Pull out every line of the records below that contains the word "fingers".

━━ PROVIDED RECORDS

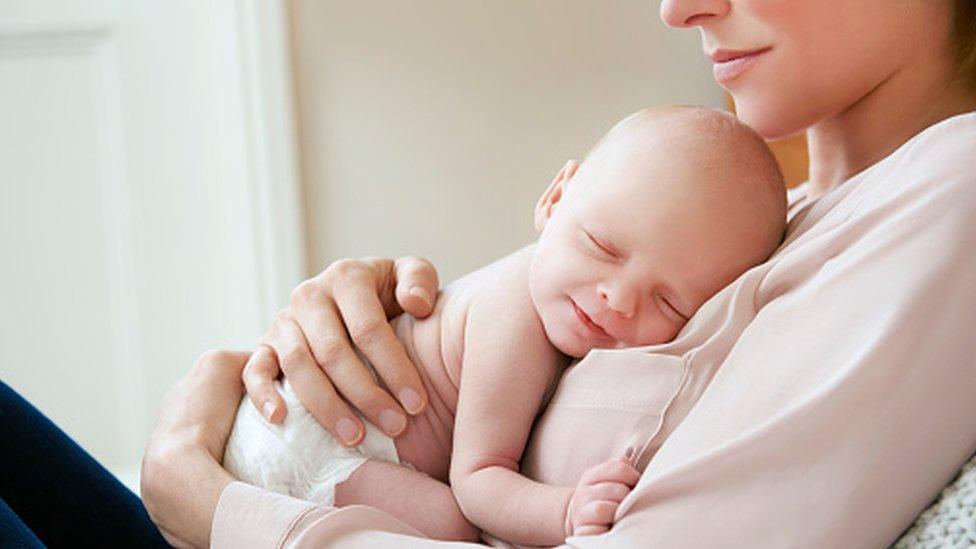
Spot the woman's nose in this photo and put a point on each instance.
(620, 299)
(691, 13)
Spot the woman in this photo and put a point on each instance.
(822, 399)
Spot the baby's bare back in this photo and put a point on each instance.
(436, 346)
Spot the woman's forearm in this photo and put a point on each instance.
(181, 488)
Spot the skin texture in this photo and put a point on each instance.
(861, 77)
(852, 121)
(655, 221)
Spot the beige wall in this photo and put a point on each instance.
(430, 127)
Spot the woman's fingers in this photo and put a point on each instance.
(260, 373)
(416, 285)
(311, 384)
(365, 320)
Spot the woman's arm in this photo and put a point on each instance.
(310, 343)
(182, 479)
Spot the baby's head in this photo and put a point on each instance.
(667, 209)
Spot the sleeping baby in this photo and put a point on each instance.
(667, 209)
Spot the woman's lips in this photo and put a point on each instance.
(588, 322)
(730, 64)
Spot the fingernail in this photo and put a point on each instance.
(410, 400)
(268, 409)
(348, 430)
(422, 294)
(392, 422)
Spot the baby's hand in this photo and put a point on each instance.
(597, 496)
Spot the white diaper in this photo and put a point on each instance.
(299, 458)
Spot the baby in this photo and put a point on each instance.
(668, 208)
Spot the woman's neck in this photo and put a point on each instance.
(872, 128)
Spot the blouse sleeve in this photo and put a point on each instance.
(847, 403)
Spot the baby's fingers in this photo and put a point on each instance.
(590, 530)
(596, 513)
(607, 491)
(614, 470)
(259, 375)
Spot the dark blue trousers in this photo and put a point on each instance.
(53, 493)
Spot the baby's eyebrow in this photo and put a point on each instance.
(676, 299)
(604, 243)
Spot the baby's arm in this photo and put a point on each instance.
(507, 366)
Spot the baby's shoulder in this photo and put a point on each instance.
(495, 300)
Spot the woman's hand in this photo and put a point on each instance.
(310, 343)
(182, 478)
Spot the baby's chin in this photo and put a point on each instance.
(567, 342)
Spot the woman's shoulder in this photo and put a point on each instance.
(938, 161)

━━━━
━━ PROVIDED RECORDS

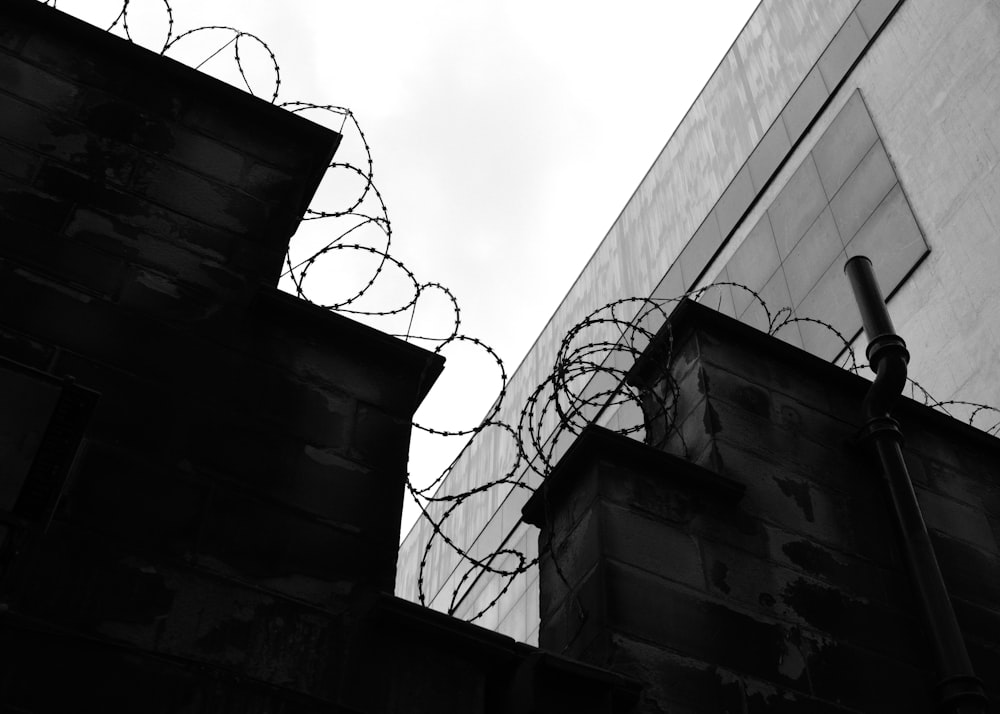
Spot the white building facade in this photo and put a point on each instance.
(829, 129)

━━━━

### WRITTEN ANSWER
Spot the woman's fingers in this photo and put a point on each instance.
Spot the baby's fingers in this photo and put a point on each instance.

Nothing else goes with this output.